WHAT IS ASKED. Repeat the items below, switching every occurrence of "agriculture scouting log" to "field survey record" and leaving all other text unchanged.

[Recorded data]
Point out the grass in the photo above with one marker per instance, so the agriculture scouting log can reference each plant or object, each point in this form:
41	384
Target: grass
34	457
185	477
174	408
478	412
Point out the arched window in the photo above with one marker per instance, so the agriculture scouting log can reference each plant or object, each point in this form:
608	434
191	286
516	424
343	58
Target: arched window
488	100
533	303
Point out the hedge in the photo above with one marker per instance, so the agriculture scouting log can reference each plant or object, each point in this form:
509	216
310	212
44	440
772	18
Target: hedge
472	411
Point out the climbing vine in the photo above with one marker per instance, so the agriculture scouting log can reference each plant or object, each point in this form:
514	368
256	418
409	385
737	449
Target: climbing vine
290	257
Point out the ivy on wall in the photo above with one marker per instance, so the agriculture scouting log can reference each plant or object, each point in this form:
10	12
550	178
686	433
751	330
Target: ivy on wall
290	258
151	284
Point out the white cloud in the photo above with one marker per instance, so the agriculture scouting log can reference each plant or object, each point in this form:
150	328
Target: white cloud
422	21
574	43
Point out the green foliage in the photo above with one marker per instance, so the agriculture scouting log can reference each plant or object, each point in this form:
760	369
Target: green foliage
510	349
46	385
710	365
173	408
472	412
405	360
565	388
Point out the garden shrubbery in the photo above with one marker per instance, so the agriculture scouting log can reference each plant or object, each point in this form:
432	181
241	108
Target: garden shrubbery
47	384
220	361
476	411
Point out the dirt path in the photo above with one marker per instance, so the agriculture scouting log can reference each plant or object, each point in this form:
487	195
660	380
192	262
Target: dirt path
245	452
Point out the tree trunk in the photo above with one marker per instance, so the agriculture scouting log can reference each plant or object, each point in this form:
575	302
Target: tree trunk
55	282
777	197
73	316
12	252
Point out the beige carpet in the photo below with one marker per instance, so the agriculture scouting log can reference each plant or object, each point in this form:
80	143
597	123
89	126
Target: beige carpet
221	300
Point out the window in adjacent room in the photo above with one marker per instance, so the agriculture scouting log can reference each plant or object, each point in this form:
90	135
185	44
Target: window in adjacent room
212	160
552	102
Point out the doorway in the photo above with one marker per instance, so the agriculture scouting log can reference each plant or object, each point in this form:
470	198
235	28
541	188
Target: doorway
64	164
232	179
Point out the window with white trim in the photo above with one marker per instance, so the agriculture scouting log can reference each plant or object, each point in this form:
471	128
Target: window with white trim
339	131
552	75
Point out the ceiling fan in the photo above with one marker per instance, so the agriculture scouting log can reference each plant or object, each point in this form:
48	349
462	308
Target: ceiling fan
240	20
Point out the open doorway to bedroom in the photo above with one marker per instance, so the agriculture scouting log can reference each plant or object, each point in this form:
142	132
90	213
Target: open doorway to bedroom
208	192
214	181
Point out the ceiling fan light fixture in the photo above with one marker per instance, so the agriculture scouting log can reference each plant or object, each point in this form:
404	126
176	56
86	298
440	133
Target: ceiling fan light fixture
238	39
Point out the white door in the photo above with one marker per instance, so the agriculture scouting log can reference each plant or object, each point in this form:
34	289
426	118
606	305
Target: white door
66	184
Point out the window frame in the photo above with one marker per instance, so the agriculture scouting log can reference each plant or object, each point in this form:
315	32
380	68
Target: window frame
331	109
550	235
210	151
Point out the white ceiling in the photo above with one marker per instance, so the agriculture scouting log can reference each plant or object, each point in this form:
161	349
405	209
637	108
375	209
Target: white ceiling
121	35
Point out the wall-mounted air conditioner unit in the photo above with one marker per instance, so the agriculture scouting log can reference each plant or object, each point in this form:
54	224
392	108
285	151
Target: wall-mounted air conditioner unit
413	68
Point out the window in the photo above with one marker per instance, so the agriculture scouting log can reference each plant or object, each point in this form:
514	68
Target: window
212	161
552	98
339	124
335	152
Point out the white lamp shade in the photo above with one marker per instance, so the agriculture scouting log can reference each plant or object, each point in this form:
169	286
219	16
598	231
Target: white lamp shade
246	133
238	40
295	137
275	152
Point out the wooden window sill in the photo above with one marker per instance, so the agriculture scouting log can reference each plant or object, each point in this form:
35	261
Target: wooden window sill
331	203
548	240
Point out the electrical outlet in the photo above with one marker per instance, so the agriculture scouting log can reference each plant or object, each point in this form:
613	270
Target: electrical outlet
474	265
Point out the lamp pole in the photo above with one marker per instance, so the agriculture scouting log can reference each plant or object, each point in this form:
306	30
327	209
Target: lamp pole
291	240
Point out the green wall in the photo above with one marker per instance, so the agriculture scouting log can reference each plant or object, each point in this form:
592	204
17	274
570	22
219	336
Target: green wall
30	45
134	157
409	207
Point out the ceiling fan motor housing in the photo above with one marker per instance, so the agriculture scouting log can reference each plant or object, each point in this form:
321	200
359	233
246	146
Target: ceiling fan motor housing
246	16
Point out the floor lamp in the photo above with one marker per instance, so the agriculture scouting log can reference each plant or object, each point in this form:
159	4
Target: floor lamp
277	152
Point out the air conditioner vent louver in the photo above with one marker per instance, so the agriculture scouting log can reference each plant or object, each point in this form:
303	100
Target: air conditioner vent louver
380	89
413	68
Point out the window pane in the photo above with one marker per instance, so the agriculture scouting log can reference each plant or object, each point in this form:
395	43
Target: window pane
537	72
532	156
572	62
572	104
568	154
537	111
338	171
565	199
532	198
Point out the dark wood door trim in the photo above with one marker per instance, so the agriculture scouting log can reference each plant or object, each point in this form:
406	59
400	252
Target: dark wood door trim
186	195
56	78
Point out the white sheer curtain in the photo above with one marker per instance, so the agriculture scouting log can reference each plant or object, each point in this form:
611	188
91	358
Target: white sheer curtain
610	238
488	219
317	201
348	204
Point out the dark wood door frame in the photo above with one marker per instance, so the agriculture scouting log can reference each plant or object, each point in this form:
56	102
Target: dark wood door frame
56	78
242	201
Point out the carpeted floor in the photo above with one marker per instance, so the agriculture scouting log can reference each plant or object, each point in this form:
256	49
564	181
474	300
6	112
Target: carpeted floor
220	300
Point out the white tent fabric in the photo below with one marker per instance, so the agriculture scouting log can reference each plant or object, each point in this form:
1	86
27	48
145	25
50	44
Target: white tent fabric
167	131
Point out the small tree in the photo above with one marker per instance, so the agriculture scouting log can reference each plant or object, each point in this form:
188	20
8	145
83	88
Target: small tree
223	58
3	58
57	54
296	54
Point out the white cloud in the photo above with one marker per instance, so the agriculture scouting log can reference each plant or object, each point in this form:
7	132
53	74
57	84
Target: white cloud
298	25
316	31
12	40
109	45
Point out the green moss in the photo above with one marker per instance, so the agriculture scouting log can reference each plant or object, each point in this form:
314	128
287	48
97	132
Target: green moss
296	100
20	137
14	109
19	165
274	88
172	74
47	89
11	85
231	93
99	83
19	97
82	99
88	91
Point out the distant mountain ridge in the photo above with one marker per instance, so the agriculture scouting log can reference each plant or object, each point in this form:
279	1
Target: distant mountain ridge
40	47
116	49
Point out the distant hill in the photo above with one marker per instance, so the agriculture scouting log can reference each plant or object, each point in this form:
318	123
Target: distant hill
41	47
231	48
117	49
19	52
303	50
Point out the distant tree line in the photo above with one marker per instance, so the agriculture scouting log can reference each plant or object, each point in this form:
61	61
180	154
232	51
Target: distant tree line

RESPONSE TO THE TASK.
Point out the grass in the photo above with one marker per instance, so the field survey record can reference each plant or object, each point in this form:
41	384
Target: grass
34	457
185	477
174	408
478	412
Point out the arched window in the photo above with one marker per instance, so the field survey record can reference each plant or object, each point in this form:
608	434
191	286
516	424
343	58
Target: arched window
488	100
533	303
Point out the hedge in the photo above with one marker per instance, so the field survey record can reference each plant or object, each point in this form:
509	216
310	212
44	440
772	18
Target: hedge
472	411
Point out the climbing vine in the photo above with one marker per instance, so the field survey record can reference each plant or object, each point in this form:
514	368
256	418
409	385
737	449
Target: climbing vine
290	257
Point out the ivy on wall in the photo above with one marker per instance, so the field survey record can reference each plant or object, each point in this form:
10	12
550	178
686	433
751	330
Target: ivy on wall
290	258
151	284
Point out the white cloud in the photo above with one marker per instance, so the field survey record can reference each plant or object, each point in this form:
150	328
Target: white cloud
422	21
574	43
Point out the green foliage in the photo above with one marker per instance, so the field survey record can reference each plant or object, each point in this form:
760	369
Target: green foliage
510	349
46	385
710	365
173	408
472	412
405	360
565	388
Point out the garden shrubbery in the photo above with one marker per instance, so the field survey record can reference each plant or object, each point in this form:
432	181
241	108
Target: garden shrubbery
47	384
220	361
476	411
Point out the dirt path in the photo above with one marker per instance, so the field survey record can reference each plant or object, each point in this form:
487	195
660	380
192	262
Target: dirt path
245	452
Point out the tree trunk in the photo above with one marker per instance, so the field survey record can reference each plant or object, each point in this form:
575	302
Target: tree trunk
55	282
777	197
73	316
12	252
Point out the beige carpet in the photo below with one marker per instance, so the field survey record can reference each plant or object, each point in this form:
80	143
597	123
89	126
Target: beige carpet
221	300
Point out the window in adjacent room in the photo above with one marker per instance, so the field survey record can reference each plant or object, each point in this form:
90	135
185	44
Target: window in adjacent room
212	160
552	102
Point out the doorway in the photo above with one marker per instance, so the field survey record can reference each plant or object, each point in this form:
470	198
235	28
541	188
Target: doorway
64	164
232	179
Point out the window with white trim in the photo above with one marker per instance, so the field survey record can reference each plant or object, each point in this form:
471	128
Target: window with white trim
339	131
552	75
Point out the ceiling fan in the photo above with one marker per instance, so the field survey record can reference each plant or object, each point in this form:
48	349
462	308
Target: ceiling fan
240	20
Point out the open doorway to bedroom in the photo above with one marker per instance, so the field survey record can reference each plant or object, each point in this form:
142	132
90	213
Target: open doorway to bedroom
208	192
214	181
Point out the ceiling fan light fixture in the photo above with one marker per instance, so the field survey record can reference each plant or object, each point in this form:
404	126
176	56
86	298
440	133
Target: ceiling fan light fixture
238	39
Point out the white door in the photo above with one marker per instance, so the field survey record can reference each plant or object, each point in this form:
34	289
426	118
606	305
Target: white door
66	184
Point out the window frame in the photo above with one marker per instance, so the field survey record can reference each plant or object, each point in this form:
315	32
380	68
Target: window frame
331	109
550	235
210	151
Point out the white ceiling in the photo above with one marker per instance, so the field survey record can reference each plant or object, each point in this form:
161	349
405	209
637	108
375	209
Target: white ceiling
121	35
Point out the wall-mounted air conditioner unit in the photo above with one marker per instance, so the field survey record can reference each plant or object, each point in this form:
54	224
392	108
285	151
Target: wall-mounted air conditioner unit
413	68
Point out the window in the photo above with one marker per instance, so the field survey record can reference each plant or object, each point in this form:
514	68
Target: window
212	161
552	98
339	124
335	152
Point out the white lamp shade in the photo above with one marker per instance, so the field survey record can reference each plant or object, each point in this form:
169	286
219	16
598	231
Target: white lamp shade
246	133
238	40
295	137
275	152
Point out the wooden window sill in the photo above with one marker per instance, so the field survey record can reference each plant or object, each point in this form:
35	261
Target: wooden window sill
331	203
548	240
Point out the electrical outlet in the photo above with one marker per instance, so the field survey record can reference each plant or object, each point in this form:
613	270
Target: electrical outlet
474	265
Point out the lamp pole in the photo above with one marker per instance, so the field survey record can reference each plant or object, each point in this form:
306	30
327	209
Target: lamp pole
291	240
Point out the green wall in the photo above with one marker per instance, so the field survey record can reference each plant or object, each point in this form:
592	204
17	274
570	22
219	336
Target: green wall
30	45
134	157
409	207
Point out the ceiling fan motor housing in the photo above with one marker per instance, so the field survey record can reference each plant or object, each point in this form:
321	200
359	233
246	146
Target: ceiling fan motor housing
246	16
Point out the floor lamp in the photo above with one marker per instance, so the field survey record can reference each plant or object, each point in this form:
159	4
Target: floor lamp
277	152
Point out the air conditioner vent louver in the photo above with one marker per instance, so the field survey record can reference each plant or object, each point in this form:
303	100
Target: air conditioner vent louver
380	89
413	68
Point out the window pane in the photo above with one marker per instance, so the field survey record can reference each plant or object, each point in this form:
395	43
Target: window pane
537	72
532	156
572	62
572	104
568	154
537	111
338	171
565	199
532	198
Point out the dark wood door trim in the photo above with one marker per instance, so the field survey record can reference each plant or object, each point in this form:
406	59
400	252
Target: dark wood door trim
186	195
56	78
Point out the white sheer curtain in the photo above with one marker per instance, so the field survey record can reference each plant or object, each point in this form:
611	188
91	358
Target: white sheer curtain
610	238
488	219
317	201
348	204
Point out the dark wood door frame in the photo above with one marker per instance, so the field survey record can reference each plant or object, each point in this form:
56	102
Target: dark wood door frame
56	78
242	201
Point out the carpeted floor in the photo above with one marker per instance, so the field survey record can reference each plant or object, each point in this form:
256	49
564	181
474	300
6	112
Target: carpeted floor
220	300
Point out the white tent fabric in the photo below with one marker per instance, so the field survey record can reference each plant or object, each point in this form:
1	86
27	48
145	25
50	44
Target: white tent fabric
167	131
Point out the small tree in the photo above with one marker per instance, so the field survey record can reference each plant or object, each point in this form:
188	20
8	145
83	88
Target: small tree
223	58
3	58
57	54
296	54
Point out the white cloud in the photo above with one marker per instance, so the field survey record can reference each plant or object, each point in this form:
7	132
53	74
57	84
Target: white cloud
298	25
316	31
12	40
109	45
Point out the green moss in the photo above with one marker per instance, so the field survey record can reference each plant or object, each point in this form:
314	128
287	48
97	132
Target: green moss
296	100
20	137
14	109
19	165
274	88
172	74
47	89
11	85
231	93
99	83
19	97
82	99
88	91
Point out the distant mountain ridge in the photo above with one marker per instance, so the field survey record can reference each plant or object, each point in this form:
279	1
Target: distant mountain ridge
40	47
116	49
Point out the distant hill in the photo above with one marker per instance, so the field survey record can reference each plant or object, each point in this form:
318	123
Target: distant hill
41	47
231	48
117	49
19	52
303	50
Point out the distant tree line in the photo above with one marker per instance, so the field survey record can reference each plant or object, each point in this form:
61	61
180	154
232	51
Target: distant tree line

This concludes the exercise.